● **Required task**
Copy out each line of the records below word for word, leaving out the pictures.

====== Supplied material

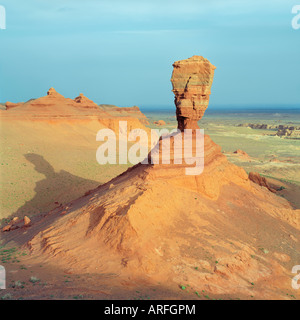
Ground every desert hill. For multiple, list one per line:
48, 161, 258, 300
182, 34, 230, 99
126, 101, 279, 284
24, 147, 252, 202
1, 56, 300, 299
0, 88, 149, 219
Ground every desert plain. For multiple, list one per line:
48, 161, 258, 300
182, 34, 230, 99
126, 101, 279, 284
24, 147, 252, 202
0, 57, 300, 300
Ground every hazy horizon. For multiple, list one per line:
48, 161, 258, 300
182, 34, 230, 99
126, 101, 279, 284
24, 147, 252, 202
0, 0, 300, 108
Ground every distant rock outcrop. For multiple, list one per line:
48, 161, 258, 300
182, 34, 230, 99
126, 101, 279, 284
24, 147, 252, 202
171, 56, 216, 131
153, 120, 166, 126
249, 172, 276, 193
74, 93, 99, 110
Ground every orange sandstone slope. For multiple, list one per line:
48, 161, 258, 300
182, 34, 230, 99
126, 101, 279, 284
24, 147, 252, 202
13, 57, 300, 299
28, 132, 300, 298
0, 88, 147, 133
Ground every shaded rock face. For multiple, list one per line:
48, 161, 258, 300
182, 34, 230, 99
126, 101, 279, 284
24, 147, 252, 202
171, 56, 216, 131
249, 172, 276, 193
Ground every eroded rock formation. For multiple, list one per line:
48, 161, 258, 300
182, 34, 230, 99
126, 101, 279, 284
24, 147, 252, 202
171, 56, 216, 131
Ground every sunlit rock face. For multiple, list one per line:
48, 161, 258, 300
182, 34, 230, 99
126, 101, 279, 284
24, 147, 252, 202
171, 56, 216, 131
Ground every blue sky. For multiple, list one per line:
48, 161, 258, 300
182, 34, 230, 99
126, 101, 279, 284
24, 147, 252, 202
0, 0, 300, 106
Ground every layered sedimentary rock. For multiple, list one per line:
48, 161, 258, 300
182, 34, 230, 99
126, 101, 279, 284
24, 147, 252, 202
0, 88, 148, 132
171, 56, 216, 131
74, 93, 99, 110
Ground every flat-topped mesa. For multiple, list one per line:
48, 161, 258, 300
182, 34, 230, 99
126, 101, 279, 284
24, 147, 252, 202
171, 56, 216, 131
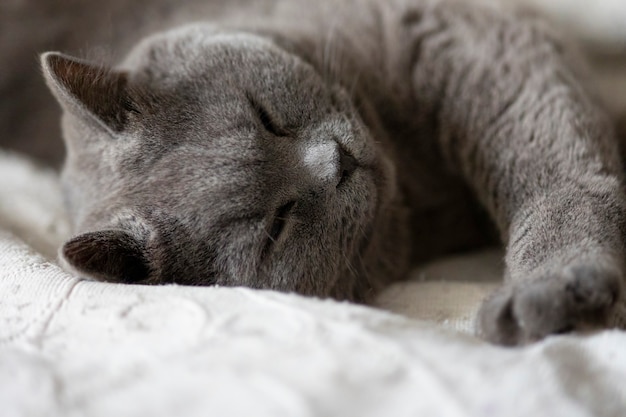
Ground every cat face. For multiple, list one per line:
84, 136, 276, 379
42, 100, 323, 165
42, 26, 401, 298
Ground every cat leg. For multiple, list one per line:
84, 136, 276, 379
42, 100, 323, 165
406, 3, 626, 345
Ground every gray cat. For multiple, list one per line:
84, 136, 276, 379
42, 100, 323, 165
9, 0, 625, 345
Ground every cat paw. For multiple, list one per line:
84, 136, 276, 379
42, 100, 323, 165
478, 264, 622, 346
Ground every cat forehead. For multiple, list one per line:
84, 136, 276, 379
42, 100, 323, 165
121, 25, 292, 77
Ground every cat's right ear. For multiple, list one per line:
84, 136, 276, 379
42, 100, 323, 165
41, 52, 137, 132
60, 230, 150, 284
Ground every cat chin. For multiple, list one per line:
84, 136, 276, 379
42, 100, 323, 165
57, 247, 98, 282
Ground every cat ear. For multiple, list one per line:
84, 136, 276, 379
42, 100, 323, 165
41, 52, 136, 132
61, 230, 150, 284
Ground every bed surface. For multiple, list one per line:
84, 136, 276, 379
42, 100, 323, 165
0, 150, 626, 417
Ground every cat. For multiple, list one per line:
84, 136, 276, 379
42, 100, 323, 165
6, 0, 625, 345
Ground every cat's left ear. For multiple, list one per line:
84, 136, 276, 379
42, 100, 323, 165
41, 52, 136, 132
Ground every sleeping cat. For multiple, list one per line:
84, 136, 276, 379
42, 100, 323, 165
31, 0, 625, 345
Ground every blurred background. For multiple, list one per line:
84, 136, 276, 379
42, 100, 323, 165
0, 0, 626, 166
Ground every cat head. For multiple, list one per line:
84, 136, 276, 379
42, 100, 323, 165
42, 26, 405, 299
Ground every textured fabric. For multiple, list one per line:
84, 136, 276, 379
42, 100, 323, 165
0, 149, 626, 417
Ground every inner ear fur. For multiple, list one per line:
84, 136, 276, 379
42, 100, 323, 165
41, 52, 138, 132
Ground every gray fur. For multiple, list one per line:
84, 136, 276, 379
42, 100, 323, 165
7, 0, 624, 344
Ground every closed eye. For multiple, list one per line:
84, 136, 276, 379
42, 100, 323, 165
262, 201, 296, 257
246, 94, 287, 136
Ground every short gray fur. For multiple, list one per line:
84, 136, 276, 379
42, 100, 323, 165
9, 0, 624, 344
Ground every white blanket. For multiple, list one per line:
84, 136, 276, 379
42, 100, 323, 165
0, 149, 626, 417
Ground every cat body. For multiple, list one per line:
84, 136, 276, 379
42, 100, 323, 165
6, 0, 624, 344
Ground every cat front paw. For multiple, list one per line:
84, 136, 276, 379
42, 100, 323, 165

============

● **Task solution**
Ground every desert hill. For multiple, list one per line:
48, 161, 258, 300
182, 34, 230, 99
126, 101, 279, 284
24, 147, 252, 202
1, 56, 300, 299
0, 88, 149, 219
Ground every desert plain. For multiple, list one per line:
48, 161, 258, 300
182, 34, 230, 99
126, 101, 279, 284
24, 147, 252, 202
0, 57, 300, 300
Ground every hazy horizon. For multiple, list one per line:
48, 161, 258, 300
182, 34, 230, 99
126, 101, 279, 284
24, 147, 252, 202
0, 0, 300, 108
Ground every distant rock outcrop. For multiple, list one per line:
48, 161, 258, 300
182, 34, 230, 99
126, 101, 279, 284
24, 147, 252, 202
171, 56, 216, 131
153, 120, 166, 126
249, 172, 276, 193
74, 93, 99, 110
Ground every orange sandstone slope. For multiple, list one per line:
48, 161, 258, 300
182, 34, 230, 99
126, 101, 279, 284
24, 147, 252, 202
13, 57, 300, 299
28, 132, 300, 298
0, 88, 147, 133
Ground every shaded rock face. For multiple, list one per line:
48, 161, 258, 300
182, 34, 230, 99
126, 101, 279, 284
24, 147, 252, 202
171, 56, 216, 131
249, 172, 276, 193
Ground every eroded rock formation. For multiple, list one per line:
48, 161, 258, 300
182, 34, 230, 99
126, 101, 279, 284
24, 147, 252, 202
171, 56, 216, 131
Ground every sunlit rock face. For multiple, list one per line:
48, 161, 258, 300
182, 34, 230, 99
126, 101, 279, 284
24, 147, 252, 202
171, 56, 216, 131
Ground every blue sky. For multiple, list one per line:
48, 161, 258, 300
182, 34, 230, 99
126, 101, 279, 284
24, 147, 252, 202
0, 0, 300, 106
Ground every layered sedimentary rock. For multiple, list one per line:
48, 161, 258, 300
182, 34, 230, 99
126, 101, 279, 284
24, 147, 252, 202
0, 88, 148, 132
171, 56, 216, 131
74, 93, 99, 110
Ground every flat-topped mesa. For multiple, list one per line:
48, 161, 258, 300
182, 34, 230, 99
126, 101, 279, 284
24, 147, 252, 202
171, 56, 216, 131
Ground every cat face. For multiple, list one per line:
84, 136, 276, 379
42, 100, 323, 165
42, 26, 401, 298
Ground every cat leg. For multiple, list one per line:
84, 136, 276, 379
42, 100, 323, 165
406, 3, 626, 345
Ground every gray cat. For multiple, list one per line:
84, 136, 276, 379
42, 100, 323, 165
9, 0, 625, 345
Ground every cat paw. For multiple, list one per line:
84, 136, 276, 379
42, 100, 323, 165
478, 264, 622, 346
Ground every cat forehead. For multiple, list one per line:
84, 136, 276, 379
42, 100, 323, 165
121, 25, 292, 77
Ground every cat's right ear. For multiple, list one per line:
84, 136, 276, 379
42, 100, 323, 165
41, 52, 137, 132
60, 230, 150, 284
Ground every cat chin. For multiple, list one per line:
84, 136, 276, 379
42, 100, 323, 165
57, 247, 98, 282
Ground every cat ear. For multiple, list one per line:
84, 136, 276, 379
42, 100, 323, 165
41, 52, 136, 132
61, 230, 150, 284
Ground every bed surface. For multiple, list one per line:
84, 136, 276, 379
42, 100, 323, 165
0, 150, 626, 417
Ground every cat. For multiple, list one per line:
84, 136, 276, 379
42, 100, 323, 165
6, 0, 625, 345
Ground every cat's left ear. For multiple, list one per line:
84, 136, 276, 379
42, 100, 323, 165
41, 52, 136, 132
Ground every sleeping cat. For multiple, list one per line:
84, 136, 276, 379
42, 100, 323, 165
31, 0, 625, 345
Ground every blurred background. For multiple, list one per line:
84, 136, 276, 379
42, 100, 323, 165
0, 0, 626, 166
Ground every cat head. For multiple, list one per line:
84, 136, 276, 379
42, 100, 323, 165
42, 26, 405, 299
Ground every textured fabric. For multiple, list one per line:
84, 136, 276, 379
42, 100, 323, 165
0, 149, 626, 417
Ground every inner ear fur. For multiple, list one per line:
84, 136, 276, 379
42, 100, 323, 165
41, 52, 138, 132
Ground every gray fur. For multiple, list one per line:
84, 136, 276, 379
42, 100, 323, 165
7, 0, 624, 344
Ground every closed eye. For multiple, list one per line:
84, 136, 276, 379
42, 100, 323, 165
262, 201, 296, 257
246, 94, 287, 136
Ground every short gray fur. For multiple, list one per line:
84, 136, 276, 379
42, 100, 323, 165
9, 0, 624, 344
Ground every white blanket. For multiple, list one per line:
84, 136, 276, 379
42, 100, 323, 165
0, 149, 626, 417
Ground every cat body. For multiple, list one per line:
84, 136, 276, 379
42, 100, 323, 165
6, 0, 624, 344
Ground every cat front paw. For multiple, list one per line:
84, 136, 276, 379
42, 100, 323, 165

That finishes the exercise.